• 任务目标: 把下列全部条目逐行重新写出，请求部分也要一并保留。答案中的边框坐标一律按 2.1 倍缩放，即乘以 2.1 后四舍五入取整；请求及其格式示例中的数字保持不变。
★ ★ ★
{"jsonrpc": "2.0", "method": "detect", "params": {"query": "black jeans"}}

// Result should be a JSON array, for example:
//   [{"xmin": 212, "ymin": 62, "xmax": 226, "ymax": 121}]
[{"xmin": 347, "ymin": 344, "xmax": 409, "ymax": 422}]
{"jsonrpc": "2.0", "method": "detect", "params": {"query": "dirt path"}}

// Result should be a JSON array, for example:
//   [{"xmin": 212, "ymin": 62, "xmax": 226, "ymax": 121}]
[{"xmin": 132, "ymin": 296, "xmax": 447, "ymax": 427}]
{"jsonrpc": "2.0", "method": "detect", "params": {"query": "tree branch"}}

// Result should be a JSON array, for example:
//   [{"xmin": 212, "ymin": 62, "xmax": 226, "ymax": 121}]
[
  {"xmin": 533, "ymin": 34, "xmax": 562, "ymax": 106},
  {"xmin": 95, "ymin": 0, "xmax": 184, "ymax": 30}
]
★ ★ ★
• 答案如下:
{"jsonrpc": "2.0", "method": "detect", "params": {"query": "black jeans"}}

// Result should be a JSON array, for example:
//   [{"xmin": 212, "ymin": 62, "xmax": 226, "ymax": 121}]
[{"xmin": 729, "ymin": 722, "xmax": 859, "ymax": 886}]
{"jsonrpc": "2.0", "method": "detect", "params": {"query": "dirt path"}}

// Result should be a JSON array, for example:
//   [{"xmin": 212, "ymin": 62, "xmax": 226, "ymax": 121}]
[{"xmin": 277, "ymin": 622, "xmax": 939, "ymax": 897}]
{"jsonrpc": "2.0", "method": "detect", "params": {"query": "tree branch"}}

// Result should be a JSON array, for example:
//   [{"xmin": 212, "ymin": 62, "xmax": 226, "ymax": 121}]
[
  {"xmin": 1119, "ymin": 71, "xmax": 1180, "ymax": 223},
  {"xmin": 200, "ymin": 0, "xmax": 386, "ymax": 63}
]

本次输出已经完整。